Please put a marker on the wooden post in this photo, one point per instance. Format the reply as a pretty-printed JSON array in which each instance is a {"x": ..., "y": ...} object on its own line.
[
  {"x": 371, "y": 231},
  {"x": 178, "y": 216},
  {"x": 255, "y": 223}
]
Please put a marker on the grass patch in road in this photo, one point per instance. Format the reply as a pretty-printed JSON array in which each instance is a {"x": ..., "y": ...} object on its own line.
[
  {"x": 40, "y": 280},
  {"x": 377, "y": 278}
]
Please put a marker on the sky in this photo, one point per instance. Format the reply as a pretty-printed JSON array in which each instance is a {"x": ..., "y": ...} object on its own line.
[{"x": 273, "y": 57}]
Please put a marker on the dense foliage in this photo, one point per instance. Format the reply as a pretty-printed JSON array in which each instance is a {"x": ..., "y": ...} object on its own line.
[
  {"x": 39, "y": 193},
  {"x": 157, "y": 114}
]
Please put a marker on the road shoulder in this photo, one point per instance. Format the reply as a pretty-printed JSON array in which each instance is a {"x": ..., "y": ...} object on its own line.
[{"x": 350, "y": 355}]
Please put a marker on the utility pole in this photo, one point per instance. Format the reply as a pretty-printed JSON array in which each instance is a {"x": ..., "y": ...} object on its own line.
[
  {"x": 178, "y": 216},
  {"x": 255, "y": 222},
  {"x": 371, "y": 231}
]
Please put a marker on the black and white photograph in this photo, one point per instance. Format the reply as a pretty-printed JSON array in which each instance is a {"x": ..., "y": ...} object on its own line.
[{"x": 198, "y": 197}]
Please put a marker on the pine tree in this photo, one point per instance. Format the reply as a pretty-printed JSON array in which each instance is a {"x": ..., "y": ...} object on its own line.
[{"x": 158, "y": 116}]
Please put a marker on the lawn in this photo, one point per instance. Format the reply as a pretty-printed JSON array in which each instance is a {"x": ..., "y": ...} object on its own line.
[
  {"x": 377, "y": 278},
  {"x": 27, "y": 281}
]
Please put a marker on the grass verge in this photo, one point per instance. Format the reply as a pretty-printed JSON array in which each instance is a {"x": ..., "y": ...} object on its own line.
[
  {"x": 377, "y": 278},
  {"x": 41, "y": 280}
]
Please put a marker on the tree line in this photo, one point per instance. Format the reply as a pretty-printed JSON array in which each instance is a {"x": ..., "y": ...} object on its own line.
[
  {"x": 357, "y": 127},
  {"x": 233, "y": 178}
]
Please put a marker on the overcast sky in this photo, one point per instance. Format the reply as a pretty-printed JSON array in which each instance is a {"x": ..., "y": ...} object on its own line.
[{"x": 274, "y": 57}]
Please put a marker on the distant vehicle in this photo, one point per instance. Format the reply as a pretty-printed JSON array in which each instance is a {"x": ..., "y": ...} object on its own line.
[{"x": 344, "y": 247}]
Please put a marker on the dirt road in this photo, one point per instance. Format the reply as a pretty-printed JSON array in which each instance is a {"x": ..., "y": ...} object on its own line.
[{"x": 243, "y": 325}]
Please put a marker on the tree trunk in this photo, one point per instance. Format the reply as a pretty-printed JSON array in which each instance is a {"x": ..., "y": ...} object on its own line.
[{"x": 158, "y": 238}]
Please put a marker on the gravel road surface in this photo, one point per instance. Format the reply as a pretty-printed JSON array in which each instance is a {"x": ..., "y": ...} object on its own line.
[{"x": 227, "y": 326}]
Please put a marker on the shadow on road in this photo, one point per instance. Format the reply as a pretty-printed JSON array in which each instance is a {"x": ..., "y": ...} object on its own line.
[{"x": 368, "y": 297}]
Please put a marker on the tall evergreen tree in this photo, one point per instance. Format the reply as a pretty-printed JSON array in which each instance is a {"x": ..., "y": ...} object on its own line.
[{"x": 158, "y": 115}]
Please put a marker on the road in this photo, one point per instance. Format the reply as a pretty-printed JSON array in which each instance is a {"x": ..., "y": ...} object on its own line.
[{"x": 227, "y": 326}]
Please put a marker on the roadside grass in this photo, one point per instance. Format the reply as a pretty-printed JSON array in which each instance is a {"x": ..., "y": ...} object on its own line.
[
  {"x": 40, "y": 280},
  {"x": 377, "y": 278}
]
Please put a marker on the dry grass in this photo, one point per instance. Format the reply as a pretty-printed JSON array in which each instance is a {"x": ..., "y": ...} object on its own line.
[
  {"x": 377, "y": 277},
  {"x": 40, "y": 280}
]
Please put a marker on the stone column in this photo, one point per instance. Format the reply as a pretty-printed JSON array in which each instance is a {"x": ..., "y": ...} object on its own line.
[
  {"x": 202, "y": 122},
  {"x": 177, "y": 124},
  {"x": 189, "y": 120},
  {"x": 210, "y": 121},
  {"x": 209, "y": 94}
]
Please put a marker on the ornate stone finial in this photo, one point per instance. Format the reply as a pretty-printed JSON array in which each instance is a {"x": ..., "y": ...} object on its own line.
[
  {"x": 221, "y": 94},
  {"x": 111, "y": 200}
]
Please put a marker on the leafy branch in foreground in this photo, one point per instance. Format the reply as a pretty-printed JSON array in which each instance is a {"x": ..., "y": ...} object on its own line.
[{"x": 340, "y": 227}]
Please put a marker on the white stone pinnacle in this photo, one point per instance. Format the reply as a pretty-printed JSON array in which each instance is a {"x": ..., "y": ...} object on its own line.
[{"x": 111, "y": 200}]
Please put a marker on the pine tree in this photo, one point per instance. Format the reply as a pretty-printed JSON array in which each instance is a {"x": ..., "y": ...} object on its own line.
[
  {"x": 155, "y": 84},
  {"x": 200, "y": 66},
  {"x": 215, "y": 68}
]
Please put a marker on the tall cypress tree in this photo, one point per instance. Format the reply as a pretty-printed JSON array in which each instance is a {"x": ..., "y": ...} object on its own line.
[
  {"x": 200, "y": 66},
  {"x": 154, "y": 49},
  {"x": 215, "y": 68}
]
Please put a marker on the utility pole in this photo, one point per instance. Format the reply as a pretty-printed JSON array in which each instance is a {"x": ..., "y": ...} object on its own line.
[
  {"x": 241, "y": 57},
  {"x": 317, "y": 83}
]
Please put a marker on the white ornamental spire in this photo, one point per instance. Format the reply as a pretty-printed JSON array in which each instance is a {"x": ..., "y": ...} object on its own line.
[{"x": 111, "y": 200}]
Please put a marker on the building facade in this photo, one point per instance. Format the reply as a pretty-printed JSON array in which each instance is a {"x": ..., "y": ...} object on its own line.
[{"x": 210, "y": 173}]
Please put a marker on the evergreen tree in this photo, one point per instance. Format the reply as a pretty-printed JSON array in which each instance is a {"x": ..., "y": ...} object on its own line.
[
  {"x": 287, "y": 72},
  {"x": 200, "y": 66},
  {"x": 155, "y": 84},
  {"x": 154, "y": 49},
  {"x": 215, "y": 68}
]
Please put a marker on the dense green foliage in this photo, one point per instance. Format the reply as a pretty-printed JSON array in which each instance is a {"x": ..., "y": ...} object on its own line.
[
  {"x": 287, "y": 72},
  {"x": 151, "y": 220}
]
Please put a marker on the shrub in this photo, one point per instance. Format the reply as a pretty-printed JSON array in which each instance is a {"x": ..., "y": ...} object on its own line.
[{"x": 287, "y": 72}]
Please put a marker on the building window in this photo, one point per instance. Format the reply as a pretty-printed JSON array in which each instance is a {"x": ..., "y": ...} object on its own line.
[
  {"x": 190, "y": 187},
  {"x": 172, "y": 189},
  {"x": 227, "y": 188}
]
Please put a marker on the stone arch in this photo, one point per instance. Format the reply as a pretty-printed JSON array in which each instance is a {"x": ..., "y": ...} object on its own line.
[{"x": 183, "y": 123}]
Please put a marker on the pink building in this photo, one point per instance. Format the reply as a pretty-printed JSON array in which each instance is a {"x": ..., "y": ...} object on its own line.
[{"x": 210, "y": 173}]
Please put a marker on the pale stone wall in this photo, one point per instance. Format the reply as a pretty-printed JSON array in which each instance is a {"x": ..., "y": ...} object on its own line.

--

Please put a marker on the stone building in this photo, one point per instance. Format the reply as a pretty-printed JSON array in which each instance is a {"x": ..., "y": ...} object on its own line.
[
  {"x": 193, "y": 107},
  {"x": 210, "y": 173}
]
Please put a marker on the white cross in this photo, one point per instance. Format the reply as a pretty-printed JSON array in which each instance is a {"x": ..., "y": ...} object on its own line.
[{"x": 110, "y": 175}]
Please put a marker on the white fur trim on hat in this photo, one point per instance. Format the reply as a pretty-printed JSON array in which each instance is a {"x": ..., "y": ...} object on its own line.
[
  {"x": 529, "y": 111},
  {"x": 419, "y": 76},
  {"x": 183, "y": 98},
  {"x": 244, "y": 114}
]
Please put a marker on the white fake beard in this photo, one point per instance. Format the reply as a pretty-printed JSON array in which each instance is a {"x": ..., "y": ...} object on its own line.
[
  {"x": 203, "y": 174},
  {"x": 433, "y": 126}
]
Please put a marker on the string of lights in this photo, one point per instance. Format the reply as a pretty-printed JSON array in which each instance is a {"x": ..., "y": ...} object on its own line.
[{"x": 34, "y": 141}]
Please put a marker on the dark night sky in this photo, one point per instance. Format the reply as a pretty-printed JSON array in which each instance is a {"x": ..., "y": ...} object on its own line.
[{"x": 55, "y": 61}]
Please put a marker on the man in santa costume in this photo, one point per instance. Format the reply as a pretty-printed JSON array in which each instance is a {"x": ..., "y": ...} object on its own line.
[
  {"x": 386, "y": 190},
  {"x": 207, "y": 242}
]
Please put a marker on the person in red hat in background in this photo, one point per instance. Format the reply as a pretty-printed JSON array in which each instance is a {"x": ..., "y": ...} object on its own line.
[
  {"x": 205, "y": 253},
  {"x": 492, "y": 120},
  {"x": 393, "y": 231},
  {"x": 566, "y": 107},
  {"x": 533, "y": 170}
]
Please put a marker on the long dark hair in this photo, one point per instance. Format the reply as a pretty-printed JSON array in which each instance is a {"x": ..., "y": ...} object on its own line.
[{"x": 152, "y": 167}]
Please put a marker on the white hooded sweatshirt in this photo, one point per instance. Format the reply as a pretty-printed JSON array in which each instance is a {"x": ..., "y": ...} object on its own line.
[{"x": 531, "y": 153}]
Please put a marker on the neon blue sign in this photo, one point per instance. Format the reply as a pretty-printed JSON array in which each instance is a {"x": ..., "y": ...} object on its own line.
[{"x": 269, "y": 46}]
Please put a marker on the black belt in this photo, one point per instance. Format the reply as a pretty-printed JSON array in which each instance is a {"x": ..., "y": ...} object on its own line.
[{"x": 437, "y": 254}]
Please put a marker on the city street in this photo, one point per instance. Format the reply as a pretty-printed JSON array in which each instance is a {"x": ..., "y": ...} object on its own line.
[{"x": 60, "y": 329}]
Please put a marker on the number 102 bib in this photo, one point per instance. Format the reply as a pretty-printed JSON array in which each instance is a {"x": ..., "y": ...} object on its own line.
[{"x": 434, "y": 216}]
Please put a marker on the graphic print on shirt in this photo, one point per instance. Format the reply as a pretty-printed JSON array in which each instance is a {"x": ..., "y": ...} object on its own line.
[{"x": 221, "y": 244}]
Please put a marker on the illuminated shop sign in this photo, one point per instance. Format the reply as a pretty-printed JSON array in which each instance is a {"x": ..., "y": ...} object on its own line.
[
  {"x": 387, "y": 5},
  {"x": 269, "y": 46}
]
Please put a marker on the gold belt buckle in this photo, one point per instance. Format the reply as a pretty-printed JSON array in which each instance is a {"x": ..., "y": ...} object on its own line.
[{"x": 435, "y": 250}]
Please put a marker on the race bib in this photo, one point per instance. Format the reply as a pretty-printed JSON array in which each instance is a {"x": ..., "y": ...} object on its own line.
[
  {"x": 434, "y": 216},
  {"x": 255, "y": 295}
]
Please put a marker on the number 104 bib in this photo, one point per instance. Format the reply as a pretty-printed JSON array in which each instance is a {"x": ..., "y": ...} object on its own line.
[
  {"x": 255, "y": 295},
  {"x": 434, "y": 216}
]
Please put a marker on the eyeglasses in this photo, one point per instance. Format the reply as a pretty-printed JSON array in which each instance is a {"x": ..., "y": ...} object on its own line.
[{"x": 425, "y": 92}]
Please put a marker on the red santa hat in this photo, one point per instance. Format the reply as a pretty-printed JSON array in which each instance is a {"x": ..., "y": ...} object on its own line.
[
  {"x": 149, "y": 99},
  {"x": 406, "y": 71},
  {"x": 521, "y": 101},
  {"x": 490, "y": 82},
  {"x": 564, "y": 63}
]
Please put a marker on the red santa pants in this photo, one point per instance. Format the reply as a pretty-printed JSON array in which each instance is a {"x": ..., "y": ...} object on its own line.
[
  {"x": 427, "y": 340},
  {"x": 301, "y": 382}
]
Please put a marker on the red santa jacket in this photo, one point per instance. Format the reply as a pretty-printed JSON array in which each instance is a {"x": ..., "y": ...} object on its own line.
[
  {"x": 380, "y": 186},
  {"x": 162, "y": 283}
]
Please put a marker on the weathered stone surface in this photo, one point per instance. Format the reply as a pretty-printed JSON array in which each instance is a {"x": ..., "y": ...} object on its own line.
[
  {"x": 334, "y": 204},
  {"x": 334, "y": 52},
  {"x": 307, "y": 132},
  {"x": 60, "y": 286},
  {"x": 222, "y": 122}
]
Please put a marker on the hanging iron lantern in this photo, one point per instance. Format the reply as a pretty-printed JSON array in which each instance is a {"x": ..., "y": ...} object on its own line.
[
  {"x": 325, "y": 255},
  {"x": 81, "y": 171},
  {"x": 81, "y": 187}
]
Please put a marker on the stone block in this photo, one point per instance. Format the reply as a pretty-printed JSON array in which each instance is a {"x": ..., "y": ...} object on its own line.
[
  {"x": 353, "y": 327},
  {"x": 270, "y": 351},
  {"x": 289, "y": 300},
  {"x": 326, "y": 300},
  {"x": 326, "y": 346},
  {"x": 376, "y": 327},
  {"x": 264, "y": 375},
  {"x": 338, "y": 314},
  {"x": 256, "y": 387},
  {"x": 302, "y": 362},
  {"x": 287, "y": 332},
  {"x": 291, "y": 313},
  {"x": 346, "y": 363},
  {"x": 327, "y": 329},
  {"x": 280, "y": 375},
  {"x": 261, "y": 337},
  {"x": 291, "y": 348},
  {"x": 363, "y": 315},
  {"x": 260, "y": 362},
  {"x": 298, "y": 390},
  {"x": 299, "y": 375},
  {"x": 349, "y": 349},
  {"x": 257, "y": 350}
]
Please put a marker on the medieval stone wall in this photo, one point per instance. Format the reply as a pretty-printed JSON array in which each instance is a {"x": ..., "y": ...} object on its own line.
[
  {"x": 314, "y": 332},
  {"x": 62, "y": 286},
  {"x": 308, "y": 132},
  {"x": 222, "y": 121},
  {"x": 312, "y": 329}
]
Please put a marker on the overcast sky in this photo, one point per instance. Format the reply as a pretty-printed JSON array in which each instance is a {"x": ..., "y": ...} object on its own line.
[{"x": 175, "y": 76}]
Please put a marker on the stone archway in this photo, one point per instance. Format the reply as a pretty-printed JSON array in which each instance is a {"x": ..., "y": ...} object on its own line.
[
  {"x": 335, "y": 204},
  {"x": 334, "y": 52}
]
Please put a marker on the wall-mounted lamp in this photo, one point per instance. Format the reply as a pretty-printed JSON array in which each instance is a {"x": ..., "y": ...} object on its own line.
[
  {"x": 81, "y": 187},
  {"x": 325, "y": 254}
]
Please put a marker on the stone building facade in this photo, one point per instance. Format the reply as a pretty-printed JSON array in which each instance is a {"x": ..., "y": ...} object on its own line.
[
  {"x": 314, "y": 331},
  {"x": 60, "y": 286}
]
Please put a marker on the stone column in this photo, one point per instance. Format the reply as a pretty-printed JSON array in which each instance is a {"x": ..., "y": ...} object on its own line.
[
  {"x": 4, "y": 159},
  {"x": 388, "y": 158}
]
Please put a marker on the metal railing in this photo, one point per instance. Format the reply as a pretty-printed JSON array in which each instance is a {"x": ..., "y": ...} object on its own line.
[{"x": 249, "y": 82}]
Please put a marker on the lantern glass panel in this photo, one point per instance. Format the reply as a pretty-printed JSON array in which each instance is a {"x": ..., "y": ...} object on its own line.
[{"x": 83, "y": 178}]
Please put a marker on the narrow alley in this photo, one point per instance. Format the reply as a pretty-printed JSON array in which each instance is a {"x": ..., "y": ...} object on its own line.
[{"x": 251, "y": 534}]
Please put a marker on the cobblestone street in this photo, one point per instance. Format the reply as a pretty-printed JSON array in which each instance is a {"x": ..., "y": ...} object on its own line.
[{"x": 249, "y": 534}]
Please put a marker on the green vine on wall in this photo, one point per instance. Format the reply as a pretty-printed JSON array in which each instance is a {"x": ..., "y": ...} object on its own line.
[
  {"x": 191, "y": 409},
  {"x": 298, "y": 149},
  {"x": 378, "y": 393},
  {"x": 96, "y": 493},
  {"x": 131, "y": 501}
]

...

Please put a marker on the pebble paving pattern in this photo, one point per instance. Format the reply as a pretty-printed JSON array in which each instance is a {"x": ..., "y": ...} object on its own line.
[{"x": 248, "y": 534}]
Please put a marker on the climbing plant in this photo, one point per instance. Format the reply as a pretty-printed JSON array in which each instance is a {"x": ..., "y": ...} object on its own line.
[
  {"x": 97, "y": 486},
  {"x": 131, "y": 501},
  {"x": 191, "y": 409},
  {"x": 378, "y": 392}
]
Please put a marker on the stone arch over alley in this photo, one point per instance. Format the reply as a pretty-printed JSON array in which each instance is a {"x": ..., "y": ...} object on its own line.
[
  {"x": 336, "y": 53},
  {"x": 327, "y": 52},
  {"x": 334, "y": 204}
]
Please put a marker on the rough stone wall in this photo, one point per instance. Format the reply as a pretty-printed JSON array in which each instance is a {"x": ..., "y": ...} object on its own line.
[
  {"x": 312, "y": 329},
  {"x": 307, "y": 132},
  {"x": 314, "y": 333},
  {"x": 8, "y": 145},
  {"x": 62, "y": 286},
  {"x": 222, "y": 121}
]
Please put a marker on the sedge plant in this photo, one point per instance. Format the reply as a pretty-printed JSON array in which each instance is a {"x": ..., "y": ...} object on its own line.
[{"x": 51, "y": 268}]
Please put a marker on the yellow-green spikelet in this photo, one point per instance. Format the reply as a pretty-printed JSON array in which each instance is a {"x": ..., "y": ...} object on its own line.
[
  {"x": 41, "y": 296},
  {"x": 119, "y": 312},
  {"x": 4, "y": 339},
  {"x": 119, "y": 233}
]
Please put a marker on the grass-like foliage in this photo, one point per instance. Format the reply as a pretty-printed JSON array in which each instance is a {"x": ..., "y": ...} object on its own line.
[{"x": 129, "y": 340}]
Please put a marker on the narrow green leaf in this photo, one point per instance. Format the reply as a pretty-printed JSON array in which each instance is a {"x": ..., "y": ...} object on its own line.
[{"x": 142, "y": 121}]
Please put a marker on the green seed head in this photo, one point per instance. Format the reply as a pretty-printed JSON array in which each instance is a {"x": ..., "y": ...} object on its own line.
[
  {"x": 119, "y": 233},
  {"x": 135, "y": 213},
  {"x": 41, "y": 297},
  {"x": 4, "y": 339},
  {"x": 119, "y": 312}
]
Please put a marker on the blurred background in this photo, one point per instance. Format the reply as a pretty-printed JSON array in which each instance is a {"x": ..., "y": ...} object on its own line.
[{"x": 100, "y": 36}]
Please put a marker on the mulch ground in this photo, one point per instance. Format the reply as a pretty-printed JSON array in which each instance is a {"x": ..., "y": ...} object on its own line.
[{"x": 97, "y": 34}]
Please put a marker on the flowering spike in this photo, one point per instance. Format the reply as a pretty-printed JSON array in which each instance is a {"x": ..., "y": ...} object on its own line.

• **DIRECTIVE**:
Copy the material verbatim, starting at the line containing "Please put a marker on the green seed" and ending with the line containing "Please put a marker on the flowering", both lines included.

• **TASK SOLUTION**:
Please put a marker on the green seed head in this photo, one point per instance. Format the reply as a pretty-printed JSON array in which each instance is a {"x": ..., "y": ...} object on its own line.
[
  {"x": 119, "y": 233},
  {"x": 135, "y": 213},
  {"x": 41, "y": 297},
  {"x": 4, "y": 339},
  {"x": 119, "y": 312}
]
Please put a marker on the blurred background in this photo, one point per instance. Format the reply as a pretty-printed JSON array in which each instance is a {"x": ..., "y": ...} object on its own line.
[{"x": 100, "y": 36}]
Please put a marker on the mulch ground in this photo, one point per instance. Format the reply as a pretty-printed JSON array in which each instance is a {"x": ..., "y": ...} object on its own line.
[{"x": 97, "y": 34}]
Please put a marker on the flowering spike in this photo, one point per instance. Format the reply as a pretty-printed JSON array in which each instance is a {"x": ..., "y": ...} object on its own line.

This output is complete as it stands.